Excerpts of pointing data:
------------------------------------------------------------------------

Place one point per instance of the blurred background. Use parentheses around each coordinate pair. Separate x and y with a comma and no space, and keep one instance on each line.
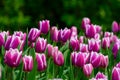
(23,14)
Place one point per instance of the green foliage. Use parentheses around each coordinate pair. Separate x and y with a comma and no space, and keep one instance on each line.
(20,14)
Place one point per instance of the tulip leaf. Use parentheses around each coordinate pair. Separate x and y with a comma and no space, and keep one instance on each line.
(32,74)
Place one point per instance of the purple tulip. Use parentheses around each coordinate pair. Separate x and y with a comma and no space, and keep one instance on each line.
(41,61)
(81,39)
(12,57)
(83,47)
(100,76)
(85,21)
(95,59)
(54,34)
(58,58)
(12,42)
(115,27)
(116,73)
(2,37)
(94,45)
(44,26)
(33,34)
(105,42)
(27,63)
(41,45)
(90,31)
(64,35)
(115,49)
(87,69)
(104,61)
(81,59)
(74,43)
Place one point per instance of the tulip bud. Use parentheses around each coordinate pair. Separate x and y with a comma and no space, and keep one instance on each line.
(115,49)
(104,61)
(64,35)
(94,45)
(41,44)
(27,63)
(83,47)
(105,42)
(116,73)
(81,59)
(58,58)
(74,43)
(115,27)
(100,76)
(54,34)
(87,69)
(41,62)
(12,57)
(90,31)
(95,59)
(85,21)
(33,34)
(44,26)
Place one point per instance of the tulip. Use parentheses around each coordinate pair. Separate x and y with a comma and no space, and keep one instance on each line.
(54,34)
(90,31)
(12,57)
(116,73)
(33,34)
(115,27)
(104,61)
(44,26)
(12,42)
(74,43)
(83,47)
(85,21)
(100,76)
(81,39)
(2,37)
(81,59)
(94,45)
(95,59)
(58,58)
(27,63)
(64,35)
(115,49)
(41,44)
(41,62)
(87,69)
(105,42)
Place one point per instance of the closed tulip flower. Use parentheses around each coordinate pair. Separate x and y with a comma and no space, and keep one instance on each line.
(85,21)
(74,43)
(12,57)
(104,61)
(54,34)
(27,63)
(33,34)
(41,61)
(87,69)
(58,58)
(64,35)
(94,45)
(40,45)
(115,49)
(95,59)
(116,73)
(105,42)
(115,27)
(44,26)
(90,31)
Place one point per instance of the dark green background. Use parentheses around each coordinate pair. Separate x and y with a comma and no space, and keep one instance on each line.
(20,14)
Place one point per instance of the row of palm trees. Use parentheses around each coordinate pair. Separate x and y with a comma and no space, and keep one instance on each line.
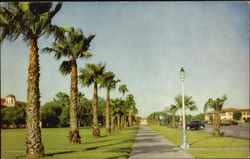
(32,21)
(215,105)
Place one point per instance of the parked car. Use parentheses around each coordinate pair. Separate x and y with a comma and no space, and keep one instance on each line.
(195,124)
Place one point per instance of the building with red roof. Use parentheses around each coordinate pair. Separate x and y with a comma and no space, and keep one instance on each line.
(227,114)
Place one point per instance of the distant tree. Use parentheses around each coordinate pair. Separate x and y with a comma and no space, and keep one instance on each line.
(237,115)
(216,105)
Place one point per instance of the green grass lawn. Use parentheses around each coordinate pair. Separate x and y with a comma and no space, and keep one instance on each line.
(234,147)
(116,145)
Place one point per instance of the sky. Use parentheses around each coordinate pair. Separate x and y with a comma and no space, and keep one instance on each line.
(145,44)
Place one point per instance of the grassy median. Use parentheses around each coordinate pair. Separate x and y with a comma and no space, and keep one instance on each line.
(116,145)
(205,145)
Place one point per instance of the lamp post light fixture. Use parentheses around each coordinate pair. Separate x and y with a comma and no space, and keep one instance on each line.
(184,135)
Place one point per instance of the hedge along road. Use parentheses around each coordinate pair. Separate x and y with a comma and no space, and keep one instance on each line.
(232,130)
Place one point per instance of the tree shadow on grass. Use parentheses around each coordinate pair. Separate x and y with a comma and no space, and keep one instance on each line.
(58,153)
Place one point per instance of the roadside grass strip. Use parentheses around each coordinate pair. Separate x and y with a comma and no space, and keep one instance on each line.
(205,145)
(115,145)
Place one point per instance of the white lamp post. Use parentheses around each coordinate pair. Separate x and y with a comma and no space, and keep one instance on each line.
(184,135)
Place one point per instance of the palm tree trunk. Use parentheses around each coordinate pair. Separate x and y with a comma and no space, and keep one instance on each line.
(112,123)
(130,117)
(74,136)
(108,130)
(216,124)
(173,123)
(96,130)
(34,146)
(122,121)
(119,121)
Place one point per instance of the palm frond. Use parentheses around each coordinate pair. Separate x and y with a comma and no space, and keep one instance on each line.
(65,67)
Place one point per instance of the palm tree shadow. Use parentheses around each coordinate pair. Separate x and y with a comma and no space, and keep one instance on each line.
(58,153)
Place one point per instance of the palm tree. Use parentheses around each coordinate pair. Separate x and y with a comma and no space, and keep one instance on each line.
(173,109)
(123,89)
(216,105)
(92,74)
(31,20)
(189,103)
(109,83)
(73,45)
(131,105)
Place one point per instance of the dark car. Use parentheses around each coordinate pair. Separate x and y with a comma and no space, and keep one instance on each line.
(195,124)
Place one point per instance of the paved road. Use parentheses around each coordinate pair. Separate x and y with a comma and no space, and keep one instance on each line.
(232,130)
(149,145)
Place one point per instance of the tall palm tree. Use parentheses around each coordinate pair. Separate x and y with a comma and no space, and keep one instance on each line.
(131,105)
(73,45)
(216,105)
(123,89)
(109,83)
(31,20)
(92,74)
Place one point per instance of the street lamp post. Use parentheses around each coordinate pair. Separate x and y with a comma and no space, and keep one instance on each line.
(184,135)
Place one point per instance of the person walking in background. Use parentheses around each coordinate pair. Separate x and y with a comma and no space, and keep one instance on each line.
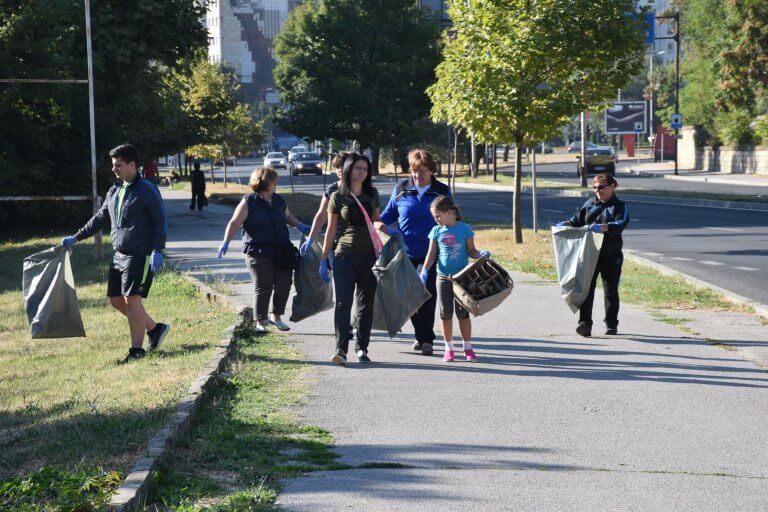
(270,256)
(136,213)
(607,214)
(357,205)
(409,206)
(198,188)
(451,243)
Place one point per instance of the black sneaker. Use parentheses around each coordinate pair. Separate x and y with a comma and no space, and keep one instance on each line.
(584,330)
(135,353)
(157,335)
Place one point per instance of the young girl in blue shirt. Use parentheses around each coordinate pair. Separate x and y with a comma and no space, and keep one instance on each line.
(451,243)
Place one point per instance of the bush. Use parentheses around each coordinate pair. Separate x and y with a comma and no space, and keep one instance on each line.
(55,489)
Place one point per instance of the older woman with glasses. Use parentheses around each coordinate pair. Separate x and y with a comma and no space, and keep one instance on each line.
(607,214)
(408,206)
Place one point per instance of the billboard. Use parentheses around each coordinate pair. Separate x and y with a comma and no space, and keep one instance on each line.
(622,116)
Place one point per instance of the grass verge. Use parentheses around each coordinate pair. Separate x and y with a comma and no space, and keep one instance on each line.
(246,438)
(71,402)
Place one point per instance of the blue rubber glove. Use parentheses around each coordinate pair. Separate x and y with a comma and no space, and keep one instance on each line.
(222,249)
(304,228)
(156,261)
(305,247)
(324,275)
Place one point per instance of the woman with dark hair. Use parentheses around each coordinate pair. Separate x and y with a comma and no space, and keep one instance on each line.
(356,205)
(607,214)
(263,216)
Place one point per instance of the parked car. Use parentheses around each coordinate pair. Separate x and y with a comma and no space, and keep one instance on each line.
(575,146)
(306,162)
(296,149)
(275,160)
(598,160)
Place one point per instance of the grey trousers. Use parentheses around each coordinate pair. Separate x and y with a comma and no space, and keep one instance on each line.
(268,279)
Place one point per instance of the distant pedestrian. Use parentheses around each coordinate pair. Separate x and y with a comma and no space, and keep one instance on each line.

------------------------------------------------------------------------

**STATED GOAL**
Transcribe the records above exactly, omitting every picture they contain.

**RESPONSE FOR THIS EXERCISE**
Place one point per instance of the blurred background. Use parentheses around each coordinate pair. Separate x and y with a comma and no space, and keep one instance on each line.
(23,14)
Place one point per instance of the green foliage. Use parentheses around each coordinate pair. Separate x and y with a comma and no space, and keep one instance on each line.
(20,14)
Place one point per instance of the tulip leaf. Use parentheses around each coordinate pair. Separate x and y with a comma and no space, and keep one instance on each line.
(32,74)
Place one point per instance of the purple tulip. Use parentheses around each coordinate pair. Separate x and y with a comma and no space, and keep one instance on each line.
(41,61)
(81,39)
(12,57)
(83,47)
(100,76)
(85,21)
(95,59)
(54,34)
(58,58)
(12,42)
(115,27)
(116,73)
(2,37)
(94,45)
(44,26)
(33,34)
(105,42)
(27,63)
(41,45)
(90,31)
(64,35)
(115,49)
(87,69)
(104,61)
(81,59)
(74,43)
Place one point per instance of the tulip bud. Use parentheses around each coordinate pair. Separate x and y with a comma and no space, and keep one instance on each line.
(115,49)
(104,61)
(64,35)
(94,45)
(41,44)
(27,63)
(83,47)
(105,42)
(116,73)
(81,59)
(58,58)
(74,43)
(115,27)
(100,76)
(54,34)
(87,69)
(41,62)
(12,57)
(90,31)
(95,59)
(85,21)
(33,34)
(44,26)
Place one point per instance of the tulip. Use parentheses around each coordinate pair. Separate x and y with a comma and no space, and keep one instance on each line.
(54,34)
(90,31)
(12,57)
(116,73)
(33,34)
(115,27)
(104,61)
(44,26)
(12,42)
(74,43)
(83,47)
(85,21)
(100,76)
(81,39)
(2,37)
(81,59)
(94,45)
(95,59)
(58,58)
(27,63)
(64,35)
(115,49)
(41,44)
(41,62)
(87,69)
(105,42)
Place one point per instance of the closed tulip flower. Use parentheses around each coordinate pair. Separate x and y with a comma and no space, and keep one instance on each line.
(85,21)
(74,43)
(12,57)
(104,61)
(54,34)
(27,63)
(33,34)
(41,61)
(87,69)
(58,58)
(64,35)
(94,45)
(40,45)
(115,49)
(95,59)
(116,73)
(105,42)
(115,27)
(44,26)
(90,31)
Place one point per instance of the dark green background. Use parentheses around each coordinate pair. Separate x and y with a comma and no space, and keep one instance on each line.
(20,14)
Place one point per instance of the row of palm trees. Use parentheses around each coordinate pair. Separate x and y with a comma and no space, and keep one instance on each line.
(32,21)
(215,105)
Place one point per instance of the parked car. Use parentheses around each coordinate pair. Separate x and y with a comma and no space, and keep one instance on each line.
(195,124)
Place one point per instance of the building with red roof. Use parentheses around each coordinate pair. Separate x and y with a comma and no space, and keep one instance on each line.
(227,114)
Place one point per instance of the distant tree. Use parentheses around each coordinate pair. Separate x and y with a comma and no space, and keep one instance on each line.
(237,115)
(216,105)
Place one point per instance of the green grass lawn. Use parentheses around each coordinate pair. Separate x and y with a comma and no space, and keep one instance on each line.
(234,147)
(116,145)
Place one point per instance of the sky. Use parentheses around each coordinate pair. Separate x and y with a comma and no space, and keep one instance on each line.
(145,44)
Place one point per instance of the grassy median. Use parentheses around each coordinate pair. Separate x and y with a comma and no space, and keep one instance on each line.
(116,145)
(205,145)
Place one point per instance of the lamp post light fixture. Use parentheses around each coordinate pair. Separate x and y with a comma and no space, and keep one instance on each line.
(184,135)
Place one point per instance of the hedge along road. Use parentheses around each coordinate pair. Separate x and y with a comma and no space, and keep one instance on each line.
(232,130)
Place one point per instance of the tree shadow on grass. Use parentheses around each coordinate pair. Separate x and y with a comma and no space, and keep one instance on each line.
(58,153)
Place one point per instance of the roadside grass strip. Use parentheses around each coordinate pair. Separate x and y with a comma and no space, and keep one instance on each line.
(205,145)
(115,145)
Place one point per instance of the white lamp post. Use parentheses around each coordinate pair. Separate x and y with a comma and no space, and keep one instance on each line.
(184,135)
Place one point per instance of the palm tree trunk. Use parentheses around each coordinate pair. Separate x and y with a comma and no space, and keep one instance on each line.
(112,123)
(130,117)
(74,136)
(108,130)
(216,124)
(173,123)
(96,130)
(34,146)
(122,121)
(119,121)
Place one point per instance of the palm frond. Use parentheses around each coordinate pair. Separate x and y with a comma and no space, and keep one instance on each line.
(65,67)
Place one point per instance of the palm tree shadow. Use parentheses around each coordinate pair. Separate x and y with a comma and no space, and keep one instance on each line.
(58,153)
Place one point per instance of the palm tree. Use parentheses around each coordinate pair. Separate x and y with a comma and no space, and keep one instance on each line.
(173,109)
(123,89)
(216,105)
(92,74)
(31,20)
(189,103)
(109,83)
(73,45)
(131,105)
Place one point per instance of the dark car. Use parentheses around each coordinate pair. Separate x and y with a comma and no space, and keep one instance on each line.
(195,124)
Place one point per instance of the paved road. Use parentheses around each coordinate pair. Separate x and y with a comma and no space, and keep one instance on each line.
(232,130)
(149,145)
Place one point per instance of the tall palm tree. Use parentheses around each coordinate pair. Separate x and y with a comma and no space, and keep one instance on each line.
(131,105)
(73,45)
(216,105)
(123,89)
(109,83)
(31,20)
(92,74)
Place one point per instance of the street lamp post. Use parentheses around each coordinate pair. Separate x and y with a comma and no space, and keep one instance on each line.
(184,135)
Place one point per instance of the person walking in background. Use parentheses around each coordinate pair. Separate x and y with a comma and no space, and keep one instance on each line.
(270,256)
(136,213)
(607,214)
(357,205)
(409,206)
(198,188)
(451,243)
Place one point per instance of the black sneaker. Use parentheses around each coordinate pair. Separate x and y with a comma and no space, and keep one instance on each line.
(584,330)
(135,353)
(157,335)
Place one point per instance of the young girl in blue shirt. Use parentheses around each coordinate pair. Separate x and y with a comma and no space, and keep one instance on each line.
(451,243)
Place one point per instance of the bush. Use parentheses around each coordinate pair. Separate x and y with a comma and no space, and keep one instance on each line.
(55,489)
Place one point per instance of the older woman with glasses. Use parentheses around each coordinate pair. Separate x and y with a comma and no space, and keep one instance on each line.
(607,214)
(408,206)
Place one point per instance of the billboard. Use parentheses around each coordinate pair. Separate x and y with a comma and no space, and keep one instance on each line.
(622,116)
Place one point per instance of the grass verge. Use parentheses around each coordinate pair. Separate x and y with a comma and no space, and keep one instance on each line.
(246,438)
(71,402)
Place one point per instance of the blue rubber glove. Use parentheses around each coordinate pair. Separate x and y with a comma and no space, and keep one instance on each line.
(222,249)
(304,228)
(156,261)
(305,247)
(324,275)
Place one point per instance of the woman with dark hair. Use parentheses around each coordinate pair. Separate x and y with a comma and no space, and keep one instance on each line.
(356,205)
(607,214)
(263,216)
Place one point per instance of the parked car. Use parentheses around each coordinate pair. Separate x and y with a comma and no space, and keep one instance on each line.
(575,146)
(306,162)
(296,149)
(275,160)
(598,160)
Place one point per instance of the grey trousers. Use parentheses around each coordinate pair. Separate x and y with a comma and no space, and keep one instance on each line.
(268,279)
Place one point per instance of the distant pedestrian. Use parentheses around each coordinate pair. Separate x and y with a comma and no space, and keep one instance on each line.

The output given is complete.